What is expected: Repeat the listing exactly, line by line, and leave the pictures behind.

Material provided:
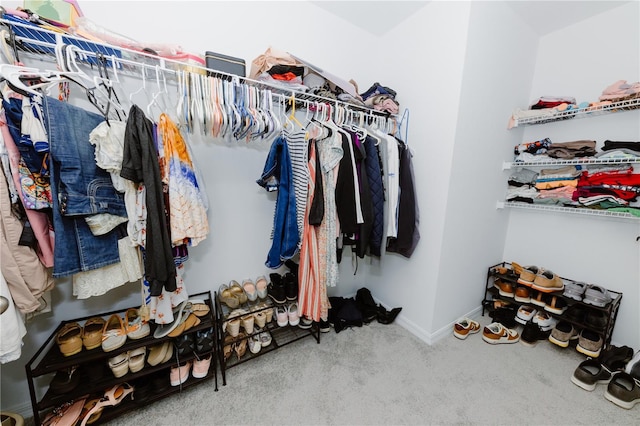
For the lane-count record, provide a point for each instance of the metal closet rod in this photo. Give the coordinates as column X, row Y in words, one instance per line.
column 120, row 64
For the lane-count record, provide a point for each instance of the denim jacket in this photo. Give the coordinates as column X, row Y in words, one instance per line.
column 277, row 176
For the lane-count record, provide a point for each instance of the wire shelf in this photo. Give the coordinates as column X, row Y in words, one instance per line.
column 40, row 43
column 572, row 210
column 576, row 161
column 618, row 106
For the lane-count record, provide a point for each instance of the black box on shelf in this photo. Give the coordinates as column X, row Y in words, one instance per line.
column 227, row 64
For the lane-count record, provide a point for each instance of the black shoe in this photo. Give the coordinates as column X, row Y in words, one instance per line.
column 184, row 344
column 324, row 326
column 616, row 358
column 367, row 305
column 290, row 286
column 532, row 334
column 204, row 341
column 65, row 380
column 387, row 317
column 596, row 319
column 305, row 323
column 576, row 313
column 505, row 315
column 276, row 288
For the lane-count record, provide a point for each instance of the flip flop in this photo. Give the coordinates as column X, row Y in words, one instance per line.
column 112, row 397
column 199, row 307
column 87, row 408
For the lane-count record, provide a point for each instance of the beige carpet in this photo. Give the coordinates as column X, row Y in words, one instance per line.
column 383, row 375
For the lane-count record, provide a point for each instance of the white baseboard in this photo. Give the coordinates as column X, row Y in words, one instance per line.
column 447, row 330
column 431, row 338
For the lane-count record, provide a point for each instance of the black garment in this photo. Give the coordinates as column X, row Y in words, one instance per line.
column 316, row 211
column 140, row 164
column 366, row 205
column 408, row 214
column 346, row 191
column 374, row 174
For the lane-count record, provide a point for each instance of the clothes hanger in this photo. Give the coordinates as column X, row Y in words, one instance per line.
column 292, row 115
column 142, row 89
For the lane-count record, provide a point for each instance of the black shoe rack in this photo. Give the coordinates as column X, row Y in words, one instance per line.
column 280, row 336
column 48, row 360
column 491, row 294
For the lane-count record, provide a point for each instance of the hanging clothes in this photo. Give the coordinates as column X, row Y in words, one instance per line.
column 298, row 154
column 12, row 330
column 330, row 153
column 188, row 217
column 26, row 276
column 38, row 220
column 376, row 190
column 408, row 213
column 79, row 188
column 310, row 288
column 277, row 175
column 140, row 164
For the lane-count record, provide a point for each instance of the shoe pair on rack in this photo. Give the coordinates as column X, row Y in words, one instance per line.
column 131, row 361
column 588, row 293
column 619, row 369
column 257, row 290
column 539, row 279
column 92, row 408
column 233, row 294
column 116, row 331
column 287, row 315
column 180, row 373
column 496, row 333
column 283, row 288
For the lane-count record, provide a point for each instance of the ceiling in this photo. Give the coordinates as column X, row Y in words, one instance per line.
column 544, row 16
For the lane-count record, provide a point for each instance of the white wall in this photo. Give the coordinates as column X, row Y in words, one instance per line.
column 431, row 68
column 499, row 62
column 437, row 61
column 580, row 62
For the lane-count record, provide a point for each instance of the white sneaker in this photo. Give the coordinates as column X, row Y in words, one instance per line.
column 294, row 316
column 281, row 316
column 545, row 321
column 525, row 313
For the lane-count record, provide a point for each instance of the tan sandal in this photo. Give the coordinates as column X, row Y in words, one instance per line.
column 241, row 346
column 114, row 334
column 260, row 318
column 227, row 297
column 247, row 323
column 199, row 307
column 69, row 339
column 237, row 290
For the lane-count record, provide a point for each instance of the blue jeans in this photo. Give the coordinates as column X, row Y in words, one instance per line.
column 79, row 188
column 278, row 176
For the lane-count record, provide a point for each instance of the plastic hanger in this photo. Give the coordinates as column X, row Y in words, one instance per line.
column 142, row 89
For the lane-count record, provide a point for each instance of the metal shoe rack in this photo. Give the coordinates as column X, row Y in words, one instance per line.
column 48, row 360
column 491, row 293
column 280, row 336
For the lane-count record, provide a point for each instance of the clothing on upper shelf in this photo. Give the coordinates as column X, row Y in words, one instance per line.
column 568, row 150
column 620, row 90
column 630, row 145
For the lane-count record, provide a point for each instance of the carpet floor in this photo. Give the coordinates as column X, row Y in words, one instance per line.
column 383, row 375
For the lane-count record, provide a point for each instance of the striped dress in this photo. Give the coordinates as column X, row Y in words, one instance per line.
column 309, row 285
column 298, row 151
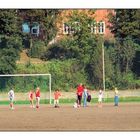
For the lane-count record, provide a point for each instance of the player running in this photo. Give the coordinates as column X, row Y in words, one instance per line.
column 11, row 95
column 100, row 98
column 57, row 94
column 31, row 98
column 37, row 94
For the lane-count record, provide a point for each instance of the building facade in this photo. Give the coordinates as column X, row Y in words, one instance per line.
column 101, row 26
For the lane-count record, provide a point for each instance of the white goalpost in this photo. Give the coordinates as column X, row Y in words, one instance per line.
column 32, row 75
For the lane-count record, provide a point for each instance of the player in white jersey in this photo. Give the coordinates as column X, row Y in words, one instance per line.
column 11, row 95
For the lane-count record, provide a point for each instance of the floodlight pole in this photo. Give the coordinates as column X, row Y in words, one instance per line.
column 103, row 65
column 50, row 89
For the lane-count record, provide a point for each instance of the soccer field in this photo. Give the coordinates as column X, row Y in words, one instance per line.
column 126, row 117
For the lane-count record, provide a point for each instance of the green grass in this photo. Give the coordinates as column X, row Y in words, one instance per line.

Output for this exercise:
For the lane-count record, provide a point for each instance of the metal closet rod in this photo. Give the coordinates as column X, row Y in words, one instance per line.
column 120, row 64
For the lane-count record, provide a point for each instance of the denim jacket in this photo. Give the coordinates as column X, row Y in words, one instance per line.
column 277, row 176
For the lane-count record, provide a point for each instance of the wire shelf in this photo. Give the coordinates as column X, row Y in words, one instance per line.
column 40, row 43
column 572, row 210
column 576, row 161
column 618, row 106
For the lane-count record, provide a point for each instance of the black box on shelf in this photo. Give the coordinates as column X, row Y in words, one instance per line.
column 227, row 64
For the lane-count record, provide a point for each instance of the black shoe in this photo. Give the coordinates as column X, row Y in words, one instance per line.
column 184, row 344
column 324, row 326
column 616, row 358
column 367, row 305
column 290, row 286
column 532, row 334
column 204, row 341
column 65, row 380
column 387, row 317
column 596, row 319
column 305, row 323
column 576, row 313
column 505, row 315
column 276, row 288
For the lane-count record, provide a point for each instance of the flip flop in this photo. Give the coordinates as column X, row Y in words, one instance per line.
column 112, row 397
column 199, row 307
column 87, row 408
For the lane-count record, provide a point for each instance of the beige carpet in this photo. Give the coordinates as column X, row Y in words, one instance per line.
column 383, row 375
For the lane-count record, provide a point for each instance of the white baseboard in this photo. Give the coordinates as column X, row Y in words, one instance per line.
column 447, row 330
column 431, row 338
For the lane-count record, provide a point for each instance of the black garment in this photo. Give the coordinates as column X, row Y in words, one instance per line.
column 316, row 211
column 140, row 164
column 366, row 205
column 408, row 214
column 346, row 191
column 374, row 174
For the lane-count record, provide a point for each instance of the clothes hanger in this photo. Give the coordinates as column X, row Y in words, one instance per line.
column 292, row 115
column 142, row 89
For the lane-count record, provide a point for each instance of the black shoe rack in this photo. Give the coordinates as column X, row Y in words, one instance per line.
column 280, row 336
column 48, row 360
column 491, row 294
For the lane-count record, provide a point for each instance of the hanging clothes in this photo. Give the coordinates as column X, row Y in words, one instance per line.
column 298, row 154
column 12, row 330
column 330, row 153
column 188, row 217
column 26, row 276
column 38, row 220
column 376, row 190
column 408, row 213
column 79, row 188
column 310, row 288
column 277, row 175
column 140, row 164
For the lane-count record, provide a point for each instance of the shoe pair on rack in this photo. Give the coordinates as column X, row Y in words, one instance per line.
column 131, row 361
column 588, row 293
column 619, row 369
column 257, row 290
column 539, row 279
column 92, row 408
column 233, row 294
column 116, row 331
column 287, row 315
column 180, row 373
column 496, row 333
column 283, row 288
For the lane-count record, provide a point for each instance of the ceiling in this photo. Give the coordinates as column X, row Y in words, one instance per line.
column 544, row 16
For the lane-count record, provide a point for each instance of the white wall in this photo. Give the coordinates as column X, row Y in words, one instance per line.
column 431, row 68
column 499, row 62
column 437, row 61
column 580, row 62
For the lane-count record, provide a point for each instance of the white sneaker in this photo. Give the coordinates as column X, row Y in words, one instance per line.
column 294, row 316
column 281, row 316
column 545, row 321
column 525, row 313
For the lane-count record, provide a point for each instance of the tan sandal in this photo. Give the coordinates as column X, row Y in words, one instance per line.
column 241, row 346
column 114, row 334
column 260, row 318
column 227, row 297
column 247, row 323
column 199, row 307
column 69, row 339
column 237, row 290
For the lane-count record, provide a point for each instance of the blue jeans in this photo. Give the coordinates as column X, row Y in words, one instance per line.
column 79, row 188
column 278, row 176
For the lane-count record, provide a point for each instance of the plastic hanger in this photo. Give the coordinates as column X, row Y in words, one instance per line.
column 142, row 89
For the lane-count record, provide a point for each instance of the metal shoe rack in this photo. Give the coordinates as column X, row Y in words, one instance per line.
column 48, row 360
column 491, row 293
column 280, row 336
For the lane-count record, provide a point for each instance of the clothing on upper shelf in this photo. Give the coordinates as column X, row Y in words, one instance per line.
column 568, row 150
column 620, row 90
column 630, row 145
For the lane-count record, provide a point for each instance of the carpet floor in this photo. Give the coordinates as column X, row Y in words, one instance per line.
column 383, row 375
For the lane-count record, provide a point for each instance of the striped dress in this photo. Give the coordinates as column X, row Y in words, one instance per line.
column 309, row 285
column 298, row 151
For the lane-count record, provide a point for each instance of the player running in this photo. Give the coordinates as column X, row Y in words, one instance per line.
column 11, row 95
column 100, row 98
column 57, row 94
column 31, row 98
column 37, row 94
For the lane-count record, provide a point for each instance of the building facade in this photo. Give the coordinates as column X, row Y in words, one instance per line.
column 101, row 26
For the lane-count record, provide a point for each instance of the white goalpost in this photo. Give the coordinates as column X, row Y in words, one instance per line.
column 32, row 75
For the lane-count record, provide a point for each instance of the player in white jersey in this photo. Give the coordinates as column X, row Y in words, one instance per line.
column 11, row 95
For the lane-count record, provide a point for each instance of the floodlight pole in this photo. Give the coordinates as column X, row Y in words, one instance per line.
column 103, row 65
column 50, row 89
For the lane-count record, provide a point for each instance of the soccer field in this photo. Give the coordinates as column X, row Y in words, one instance per line.
column 126, row 117
For the lane-count record, provide a point for each instance of the green grass in this photo. Give the coordinates as column X, row Y in words, one instance per line.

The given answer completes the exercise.